Copy the records that follow exactly as written, but not their pictures.

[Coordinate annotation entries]
***

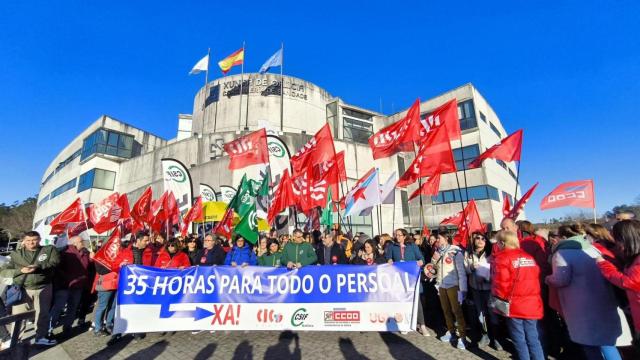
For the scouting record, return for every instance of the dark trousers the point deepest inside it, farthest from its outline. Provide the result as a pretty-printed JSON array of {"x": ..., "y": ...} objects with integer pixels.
[{"x": 452, "y": 311}]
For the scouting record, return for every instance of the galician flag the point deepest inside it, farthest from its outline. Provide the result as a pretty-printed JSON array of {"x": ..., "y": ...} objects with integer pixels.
[
  {"x": 244, "y": 198},
  {"x": 273, "y": 61},
  {"x": 248, "y": 225},
  {"x": 327, "y": 212},
  {"x": 365, "y": 194},
  {"x": 200, "y": 66}
]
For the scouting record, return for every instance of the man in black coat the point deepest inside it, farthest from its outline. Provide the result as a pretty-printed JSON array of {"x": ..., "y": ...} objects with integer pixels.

***

### RESPONSE
For the scouting record, return for every instance of the dark trousers the point deepest inside it, farthest from its outline. Provide the result as a pretty-printed JSON array of {"x": ..., "y": ...} objects with integer pixels.
[{"x": 452, "y": 311}]
For the scouting record, return for every instance of the galician flag the point deepest inside it, farthest from its outline. Provide the result as a pretty-printed JSON array of {"x": ..., "y": ...} objects with integer pixels.
[
  {"x": 244, "y": 198},
  {"x": 273, "y": 61},
  {"x": 248, "y": 225},
  {"x": 327, "y": 212},
  {"x": 365, "y": 194},
  {"x": 200, "y": 66}
]
For the scouting record, return for every instance of the man in black coat the point deepest inside it, farthest from its outline. Provide the result as a pretty-printed JSON array of {"x": ..., "y": ...} objects with integer pixels.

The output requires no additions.